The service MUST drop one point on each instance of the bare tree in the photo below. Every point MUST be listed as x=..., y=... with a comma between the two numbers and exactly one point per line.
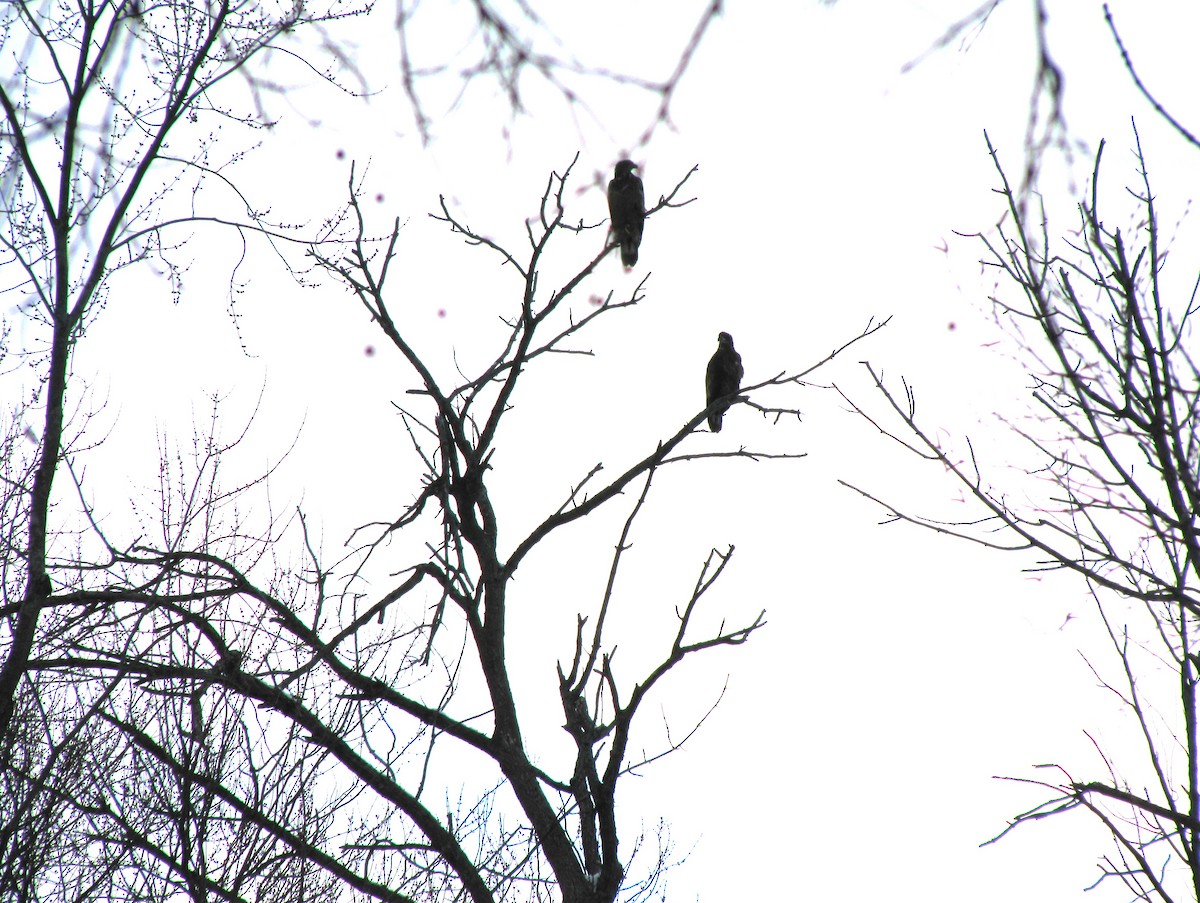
x=193, y=704
x=1107, y=330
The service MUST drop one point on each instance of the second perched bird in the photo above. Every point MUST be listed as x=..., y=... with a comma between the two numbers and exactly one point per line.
x=627, y=209
x=724, y=377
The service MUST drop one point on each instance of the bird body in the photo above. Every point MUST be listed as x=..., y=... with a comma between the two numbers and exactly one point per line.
x=724, y=378
x=627, y=210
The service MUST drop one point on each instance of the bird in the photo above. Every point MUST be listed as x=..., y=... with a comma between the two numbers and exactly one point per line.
x=627, y=210
x=724, y=377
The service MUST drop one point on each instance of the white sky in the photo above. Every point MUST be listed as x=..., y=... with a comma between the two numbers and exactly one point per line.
x=853, y=754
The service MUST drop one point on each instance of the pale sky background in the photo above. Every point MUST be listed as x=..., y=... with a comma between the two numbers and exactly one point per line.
x=853, y=754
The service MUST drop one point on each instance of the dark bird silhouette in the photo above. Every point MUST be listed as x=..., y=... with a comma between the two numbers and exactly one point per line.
x=627, y=209
x=724, y=377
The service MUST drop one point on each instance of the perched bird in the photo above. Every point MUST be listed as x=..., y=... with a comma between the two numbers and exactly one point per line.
x=627, y=209
x=724, y=377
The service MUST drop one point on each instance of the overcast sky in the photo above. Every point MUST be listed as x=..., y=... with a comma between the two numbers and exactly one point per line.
x=855, y=751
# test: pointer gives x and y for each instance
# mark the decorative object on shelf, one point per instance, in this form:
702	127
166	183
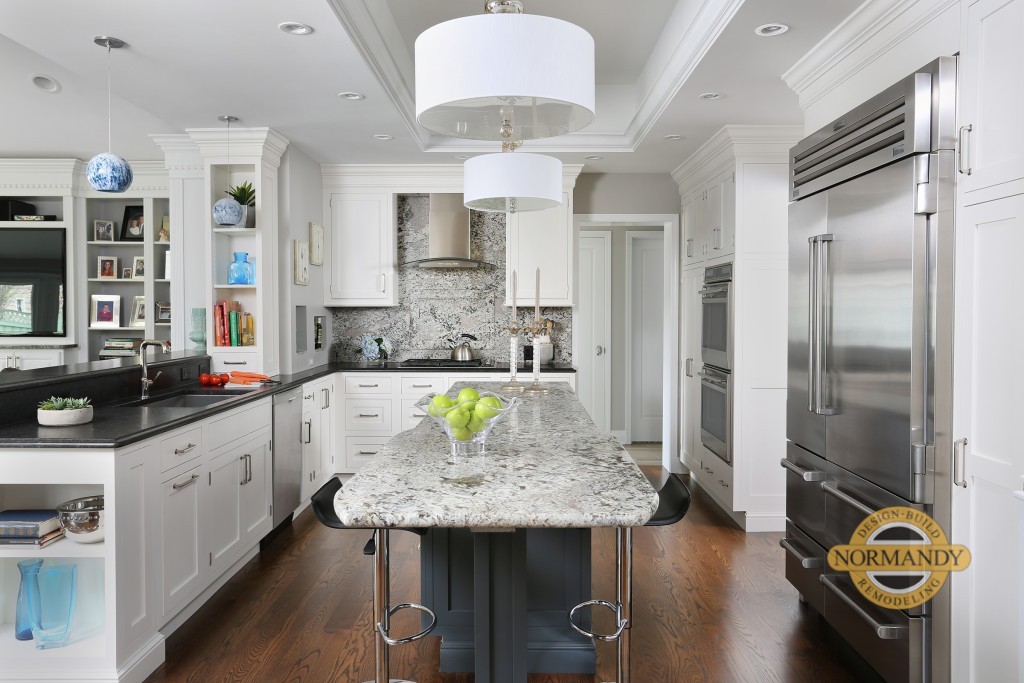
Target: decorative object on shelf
315	244
56	605
241	271
375	348
102	230
62	412
82	519
104	311
107	171
467	420
133	224
107	267
546	87
137	318
27	611
198	334
301	262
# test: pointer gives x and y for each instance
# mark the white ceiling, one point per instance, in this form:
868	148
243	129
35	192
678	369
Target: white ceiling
189	60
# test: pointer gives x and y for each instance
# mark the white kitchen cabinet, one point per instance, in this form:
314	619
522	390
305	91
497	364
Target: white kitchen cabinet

TASK DESCRIPTION | The result is a copy of every line above where the word "cabinet" shows up.

FINISHED EXERCISE |
# mark the white kitchen cabinet, one point per instance, in this form:
Target: white kitchen cabinet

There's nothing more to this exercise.